CHALLENGE -> Could you reproduce every one of the lines below character for character, keeping their order and line breaks unchanged?

=-=-=-=-=

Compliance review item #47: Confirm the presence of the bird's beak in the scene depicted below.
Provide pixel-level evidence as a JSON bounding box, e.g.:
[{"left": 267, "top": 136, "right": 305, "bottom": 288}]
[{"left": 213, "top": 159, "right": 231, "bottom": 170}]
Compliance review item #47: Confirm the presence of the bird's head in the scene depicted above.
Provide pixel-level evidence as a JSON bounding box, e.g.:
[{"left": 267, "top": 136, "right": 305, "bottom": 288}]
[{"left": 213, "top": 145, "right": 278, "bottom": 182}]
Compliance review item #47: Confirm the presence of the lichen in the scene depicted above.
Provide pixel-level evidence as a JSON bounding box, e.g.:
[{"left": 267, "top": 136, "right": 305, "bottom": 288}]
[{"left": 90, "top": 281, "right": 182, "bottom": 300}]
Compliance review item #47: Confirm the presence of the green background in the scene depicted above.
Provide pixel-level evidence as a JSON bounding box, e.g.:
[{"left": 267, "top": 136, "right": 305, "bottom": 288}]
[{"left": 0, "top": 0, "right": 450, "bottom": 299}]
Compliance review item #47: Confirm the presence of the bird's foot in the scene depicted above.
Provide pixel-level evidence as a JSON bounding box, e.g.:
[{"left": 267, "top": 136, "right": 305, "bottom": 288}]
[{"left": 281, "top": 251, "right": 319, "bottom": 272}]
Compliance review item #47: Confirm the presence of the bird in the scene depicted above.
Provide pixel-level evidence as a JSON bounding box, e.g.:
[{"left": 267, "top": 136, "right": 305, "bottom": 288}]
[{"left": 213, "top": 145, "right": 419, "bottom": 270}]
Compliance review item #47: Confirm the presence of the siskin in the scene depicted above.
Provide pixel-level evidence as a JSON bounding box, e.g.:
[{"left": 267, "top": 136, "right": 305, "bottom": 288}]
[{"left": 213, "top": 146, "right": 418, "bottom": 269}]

=-=-=-=-=

CORRECT RESPONSE ->
Compliance review item #47: Confirm the presence of the bird's beak in the scene depicted below.
Provide pixel-level evidence as a JSON bounding box, e.g.:
[{"left": 267, "top": 136, "right": 305, "bottom": 288}]
[{"left": 213, "top": 159, "right": 231, "bottom": 170}]
Compliance review item #47: Confirm the presence of the bird's head in the scene depicted above.
Provide pixel-level evidence as a JSON bounding box, e.g.:
[{"left": 267, "top": 136, "right": 305, "bottom": 288}]
[{"left": 213, "top": 145, "right": 278, "bottom": 182}]
Compliance review item #47: Confirm the presence of the lichen in the scene depicted above.
Provide pixel-level evidence as a JSON bounding box, e.g.:
[{"left": 267, "top": 136, "right": 305, "bottom": 288}]
[{"left": 90, "top": 281, "right": 182, "bottom": 300}]
Compliance review item #47: Confirm the presence of the green background in the scene depicted above.
Provide pixel-level evidence as a JSON bounding box, e.g.:
[{"left": 267, "top": 136, "right": 305, "bottom": 288}]
[{"left": 0, "top": 0, "right": 450, "bottom": 299}]
Compliance review item #47: Confirm the presence of the bird's foot in the scene depicted above.
Provide pixel-level evidence as a JSON bounding box, e.g.:
[{"left": 267, "top": 136, "right": 305, "bottom": 288}]
[{"left": 281, "top": 251, "right": 319, "bottom": 272}]
Compliance review item #47: Confirm the presence of the bird in the scene depicted above.
Provide pixel-level evidence as a JSON bounding box, e.g.:
[{"left": 267, "top": 136, "right": 305, "bottom": 288}]
[{"left": 213, "top": 145, "right": 419, "bottom": 270}]
Compliance review item #47: Confirm the presence of the siskin in the scene depicted above.
Provide pixel-level evidence as a JSON bounding box, e.g.:
[{"left": 267, "top": 136, "right": 305, "bottom": 288}]
[{"left": 213, "top": 146, "right": 418, "bottom": 269}]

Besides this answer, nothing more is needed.